Quoted passage -
>> begin
I have no idea what I’m doing.
I am a brand-new first-semester second-week-of-classes Ph.D student. By day, I am a high school English teacher in the Dallas Independent School District, but I also have an M.F.A. in Arts & Technology. I like creating multimedia experiments, but I also have a mortgage. And I’m a newish teacher–second year. When my students began the school year doing assignments on paper, I knew I could not do this job forever, so… Arts + Technology + Education = Learning Technologies. That’s the equation I’m hoping will shape my next chapter.
In K-12 education, the role of the instructional designer is to develop products that meet the needs of both students and teachers by bridging the gap between learning, theory, and practice (Weible et al., 2023). In my school system, the number of applications available to educators is overwhelming. I think the task of the instructional designer is to maximize the intuitive handling of an application’s interface, so that learning the site’s content can begin soon–if not immediately–after first engagement. In the frantic setting of a live schoolday, there is no time for learning curves on a tool whose purpose is efficiency and ease.
>> end
Entries shown -
>> begin
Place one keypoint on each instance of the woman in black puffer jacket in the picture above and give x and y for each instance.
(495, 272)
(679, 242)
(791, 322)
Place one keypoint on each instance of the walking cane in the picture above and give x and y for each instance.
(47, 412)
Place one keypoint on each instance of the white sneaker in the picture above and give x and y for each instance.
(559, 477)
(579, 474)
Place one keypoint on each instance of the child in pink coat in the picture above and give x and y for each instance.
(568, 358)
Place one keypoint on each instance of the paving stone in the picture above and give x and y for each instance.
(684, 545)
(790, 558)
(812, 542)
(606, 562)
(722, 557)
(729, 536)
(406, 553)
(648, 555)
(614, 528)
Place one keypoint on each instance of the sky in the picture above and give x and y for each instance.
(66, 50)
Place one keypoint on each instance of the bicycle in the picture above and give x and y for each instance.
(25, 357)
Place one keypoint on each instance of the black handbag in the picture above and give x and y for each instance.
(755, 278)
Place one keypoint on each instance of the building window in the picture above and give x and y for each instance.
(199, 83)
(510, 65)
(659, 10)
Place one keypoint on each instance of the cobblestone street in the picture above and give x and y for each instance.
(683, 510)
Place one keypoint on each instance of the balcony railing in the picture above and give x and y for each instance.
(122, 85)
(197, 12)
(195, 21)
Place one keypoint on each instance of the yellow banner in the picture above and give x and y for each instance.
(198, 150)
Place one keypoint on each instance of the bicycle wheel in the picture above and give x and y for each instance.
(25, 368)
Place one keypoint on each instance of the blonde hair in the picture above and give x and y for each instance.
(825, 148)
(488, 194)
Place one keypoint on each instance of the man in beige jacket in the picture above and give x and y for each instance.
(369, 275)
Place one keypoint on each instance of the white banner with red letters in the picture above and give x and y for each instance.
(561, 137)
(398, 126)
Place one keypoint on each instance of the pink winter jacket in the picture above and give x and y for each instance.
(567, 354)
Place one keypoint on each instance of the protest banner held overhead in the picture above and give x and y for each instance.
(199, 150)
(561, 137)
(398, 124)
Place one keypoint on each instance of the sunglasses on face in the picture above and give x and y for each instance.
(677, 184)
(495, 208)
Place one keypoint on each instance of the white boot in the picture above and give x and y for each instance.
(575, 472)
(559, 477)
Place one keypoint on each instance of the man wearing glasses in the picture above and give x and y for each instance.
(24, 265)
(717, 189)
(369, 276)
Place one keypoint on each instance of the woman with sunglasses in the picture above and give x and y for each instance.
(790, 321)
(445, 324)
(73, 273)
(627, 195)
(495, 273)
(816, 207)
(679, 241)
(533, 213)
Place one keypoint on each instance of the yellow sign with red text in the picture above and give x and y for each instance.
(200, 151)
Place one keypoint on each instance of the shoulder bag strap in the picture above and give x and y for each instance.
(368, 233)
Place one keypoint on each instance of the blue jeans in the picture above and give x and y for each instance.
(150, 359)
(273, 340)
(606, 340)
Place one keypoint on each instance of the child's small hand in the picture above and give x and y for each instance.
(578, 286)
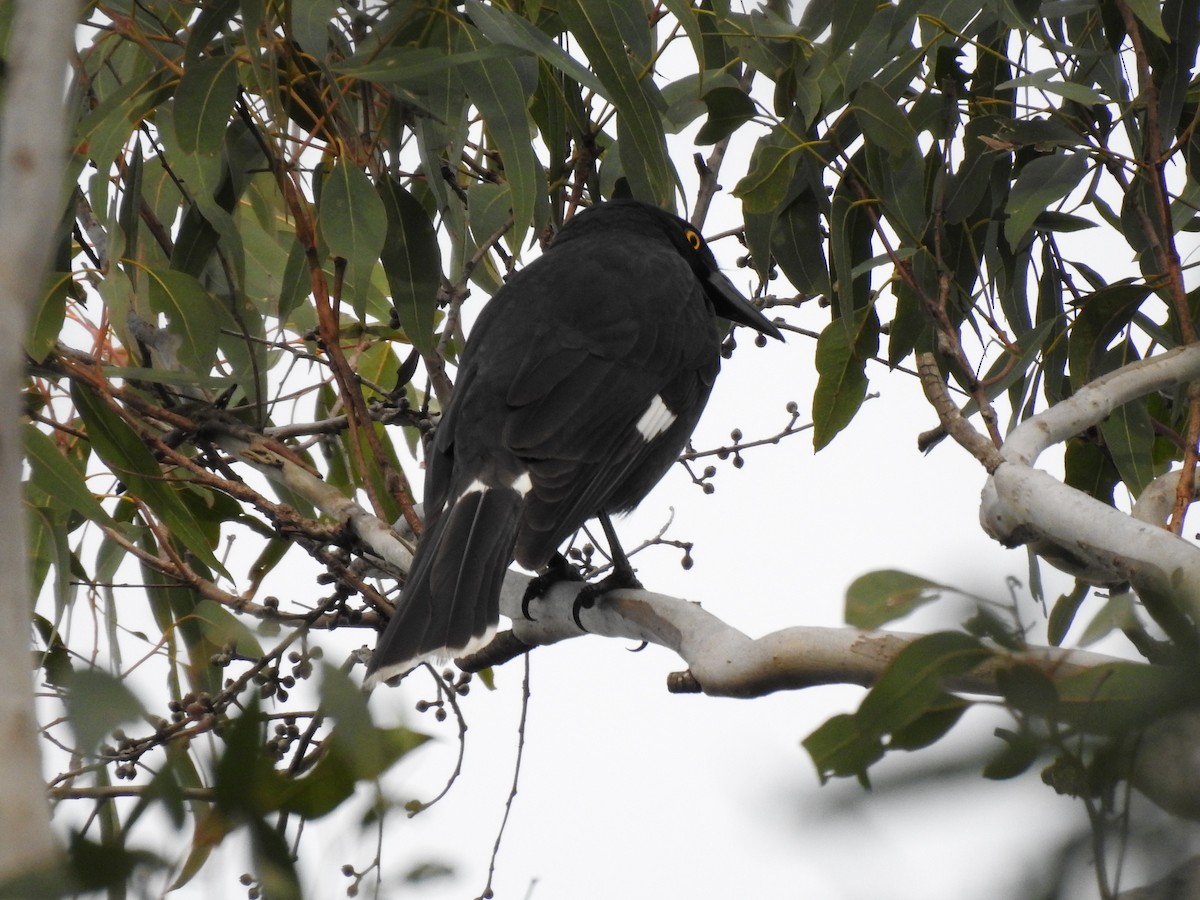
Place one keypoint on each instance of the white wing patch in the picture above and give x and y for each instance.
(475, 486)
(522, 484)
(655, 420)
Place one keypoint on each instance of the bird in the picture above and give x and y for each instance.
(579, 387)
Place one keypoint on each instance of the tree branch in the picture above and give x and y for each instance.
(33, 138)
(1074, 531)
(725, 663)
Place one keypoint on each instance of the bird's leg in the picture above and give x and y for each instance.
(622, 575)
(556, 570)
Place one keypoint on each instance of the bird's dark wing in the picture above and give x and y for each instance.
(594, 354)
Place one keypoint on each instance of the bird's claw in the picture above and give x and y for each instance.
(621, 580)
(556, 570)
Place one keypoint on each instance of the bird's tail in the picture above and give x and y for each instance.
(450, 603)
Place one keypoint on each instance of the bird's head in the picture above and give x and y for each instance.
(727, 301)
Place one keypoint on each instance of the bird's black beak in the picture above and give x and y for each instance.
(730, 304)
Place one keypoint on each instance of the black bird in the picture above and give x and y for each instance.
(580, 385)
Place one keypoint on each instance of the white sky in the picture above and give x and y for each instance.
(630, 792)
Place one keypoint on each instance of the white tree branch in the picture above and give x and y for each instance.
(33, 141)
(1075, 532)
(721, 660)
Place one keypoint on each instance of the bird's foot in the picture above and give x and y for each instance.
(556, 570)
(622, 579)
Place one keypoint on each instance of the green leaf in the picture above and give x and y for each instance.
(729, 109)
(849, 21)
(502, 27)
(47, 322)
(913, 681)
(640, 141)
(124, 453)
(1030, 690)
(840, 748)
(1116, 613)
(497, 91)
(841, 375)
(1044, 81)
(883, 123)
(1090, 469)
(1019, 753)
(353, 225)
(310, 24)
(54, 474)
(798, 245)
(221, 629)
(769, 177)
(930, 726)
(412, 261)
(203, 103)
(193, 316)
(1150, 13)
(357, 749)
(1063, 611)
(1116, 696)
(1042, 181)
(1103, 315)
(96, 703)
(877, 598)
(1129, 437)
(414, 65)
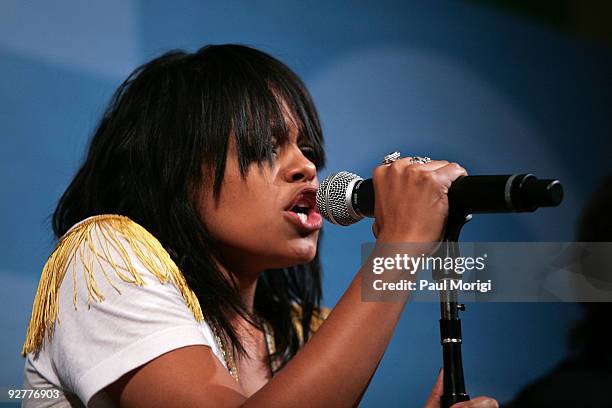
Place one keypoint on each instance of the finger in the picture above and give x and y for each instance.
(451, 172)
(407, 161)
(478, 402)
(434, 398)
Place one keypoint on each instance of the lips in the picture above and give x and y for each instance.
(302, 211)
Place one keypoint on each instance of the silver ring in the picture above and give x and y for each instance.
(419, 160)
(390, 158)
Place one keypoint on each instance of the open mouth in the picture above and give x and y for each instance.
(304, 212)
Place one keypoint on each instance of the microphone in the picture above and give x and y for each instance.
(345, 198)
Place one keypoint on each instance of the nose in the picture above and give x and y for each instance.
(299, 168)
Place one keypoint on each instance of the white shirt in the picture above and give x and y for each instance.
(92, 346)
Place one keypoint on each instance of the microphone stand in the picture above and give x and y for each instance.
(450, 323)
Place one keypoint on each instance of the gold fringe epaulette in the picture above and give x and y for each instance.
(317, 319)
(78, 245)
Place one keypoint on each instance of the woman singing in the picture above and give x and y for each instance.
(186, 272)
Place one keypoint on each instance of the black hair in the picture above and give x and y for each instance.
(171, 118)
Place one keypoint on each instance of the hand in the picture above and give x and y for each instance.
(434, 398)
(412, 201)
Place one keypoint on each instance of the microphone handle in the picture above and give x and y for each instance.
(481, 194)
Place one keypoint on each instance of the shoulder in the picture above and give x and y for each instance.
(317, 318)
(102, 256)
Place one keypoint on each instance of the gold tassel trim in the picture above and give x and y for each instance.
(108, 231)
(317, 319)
>> end
Instruction A - In the post, which school district does the writer teach in?
Instruction B - Decide whether each statement agrees with the post: (i) The writer is in their second year of teaching. (ii) The writer holds an M.F.A. in English. (iii) The post says a live schoolday leaves time to learn new tools.
Instruction C - Update the post's passage starting at "I have no idea" and ending at "my next chapter.", changing "mortgage" to "car payment".
The material comes from a different source than the post.

Full answer A - The Dallas Independent School District.

Full answer B -
(i) Yes: "And I’m a newish teacher–second year."
(ii) No: "I also have an M.F.A. in Arts & Technology."
(iii) No: "there is no time for learning curves on a tool whose purpose is efficiency and ease."

Full answer C -
I have no idea what I’m doing.
I am a brand-new first-semester second-week-of-classes Ph.D student. By day, I am a high school English teacher in the Dallas Independent School District, but I also have an M.F.A. in Arts & Technology. I like creating multimedia experiments, but I also have a car payment. And I’m a newish teacher–second year. When my students began the school year doing assignments on paper, I knew I could not do this job forever, so… Arts + Technology + Education = Learning Technologies. That’s the equation I’m hoping will shape my next chapter.